Text section:
Seydina Baldé

Medal record

Men's karate

Representing France

World Games

= Seydina Baldé =

French karateka

Seydina Baldé (born 23 September 1977) is a French actor and martial artist. He has been Europe and World Karate Champion.

Balde was born in Paris. He always wanted to become an actor, so went to theatre classes when he was a teenager and managed to be noticed while performing. He credits Jean-Claude Van Damme with inspiring him to pursue martial arts after watching his movies. At the age of 16, he began studying karate. He enjoyed quick success, winning the title of Junior Champion of the World after only four years of practice. In the world of martial arts, he is sometimes known by the nickname «la perle noire du karaté» ("the black pearl of karate").

Intending to become an actor as an adult, he went back to an acting class in Paris. he first appeared in the television adaptation of Largo Winch.

[Records contained in a dataset]

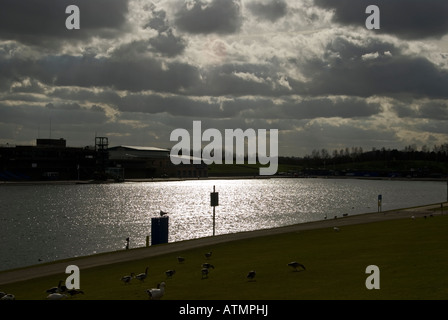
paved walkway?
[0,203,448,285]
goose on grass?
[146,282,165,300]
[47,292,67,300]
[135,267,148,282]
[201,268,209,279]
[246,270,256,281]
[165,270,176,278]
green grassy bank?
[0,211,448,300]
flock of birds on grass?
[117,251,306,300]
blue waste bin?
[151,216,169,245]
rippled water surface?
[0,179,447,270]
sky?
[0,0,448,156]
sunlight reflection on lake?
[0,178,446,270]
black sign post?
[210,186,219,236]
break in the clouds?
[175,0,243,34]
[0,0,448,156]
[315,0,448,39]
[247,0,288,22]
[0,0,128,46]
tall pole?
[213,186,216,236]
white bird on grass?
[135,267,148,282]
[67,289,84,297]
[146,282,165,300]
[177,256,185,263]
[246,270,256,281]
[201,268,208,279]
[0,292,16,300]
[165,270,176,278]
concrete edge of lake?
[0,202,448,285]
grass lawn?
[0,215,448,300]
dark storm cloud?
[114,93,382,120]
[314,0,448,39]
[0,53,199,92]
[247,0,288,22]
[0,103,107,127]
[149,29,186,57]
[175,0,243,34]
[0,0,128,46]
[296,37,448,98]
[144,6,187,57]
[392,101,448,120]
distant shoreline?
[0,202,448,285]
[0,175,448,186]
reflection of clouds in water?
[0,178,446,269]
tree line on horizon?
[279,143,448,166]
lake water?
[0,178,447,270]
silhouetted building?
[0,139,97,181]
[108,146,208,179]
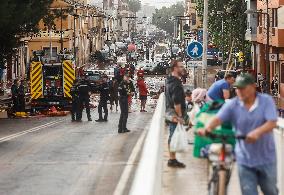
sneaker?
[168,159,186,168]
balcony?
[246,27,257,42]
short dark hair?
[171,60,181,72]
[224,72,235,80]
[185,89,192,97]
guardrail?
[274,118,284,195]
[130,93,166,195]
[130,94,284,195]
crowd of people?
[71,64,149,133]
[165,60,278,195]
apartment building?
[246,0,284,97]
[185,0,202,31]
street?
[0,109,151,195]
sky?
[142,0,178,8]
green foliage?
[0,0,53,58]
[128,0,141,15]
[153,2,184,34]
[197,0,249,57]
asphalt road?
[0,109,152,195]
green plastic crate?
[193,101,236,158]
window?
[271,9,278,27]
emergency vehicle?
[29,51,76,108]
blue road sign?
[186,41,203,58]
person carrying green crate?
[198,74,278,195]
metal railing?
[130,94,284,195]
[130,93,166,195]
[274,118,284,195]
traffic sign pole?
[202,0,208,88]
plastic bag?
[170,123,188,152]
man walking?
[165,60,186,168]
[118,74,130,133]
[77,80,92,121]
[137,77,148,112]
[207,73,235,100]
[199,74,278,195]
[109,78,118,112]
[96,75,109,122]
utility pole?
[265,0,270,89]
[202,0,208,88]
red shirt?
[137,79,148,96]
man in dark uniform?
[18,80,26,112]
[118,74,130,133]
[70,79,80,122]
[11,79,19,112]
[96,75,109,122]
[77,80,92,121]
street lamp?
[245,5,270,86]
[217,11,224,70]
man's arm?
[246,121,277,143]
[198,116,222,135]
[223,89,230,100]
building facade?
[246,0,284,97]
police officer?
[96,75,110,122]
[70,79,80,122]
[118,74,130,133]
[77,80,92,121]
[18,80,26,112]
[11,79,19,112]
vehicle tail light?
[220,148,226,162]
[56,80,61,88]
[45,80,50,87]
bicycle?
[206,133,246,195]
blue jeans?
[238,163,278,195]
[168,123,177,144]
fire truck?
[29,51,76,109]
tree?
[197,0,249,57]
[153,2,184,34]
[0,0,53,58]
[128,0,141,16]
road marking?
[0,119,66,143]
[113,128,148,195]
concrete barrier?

Exercise aim: Change the stretch of the Seydina Baldé article from "Representing France" through "of Largo Winch." by writing it out again with "actor" replaced by "performer". Rely on nothing but the Seydina Baldé article when answering.

Solution to the exercise:
Representing France

World Games

= Seydina Baldé =

French karateka

Seydina Baldé (born 23 September 1977) is a French performer and martial artist. He has been Europe and World Karate Champion.

Balde was born in Paris. He always wanted to become an performer, so went to theatre classes when he was a teenager and managed to be noticed while performing. He credits Jean-Claude Van Damme with inspiring him to pursue martial arts after watching his movies. At the age of 16, he began studying karate. He enjoyed quick success, winning the title of Junior Champion of the World after only four years of practice. In the world of martial arts, he is sometimes known by the nickname «la perle noire du karaté» ("the black pearl of karate").

Intending to become an performer as an adult, he went back to an acting class in Paris. he first appeared in the television adaptation of Largo Winch.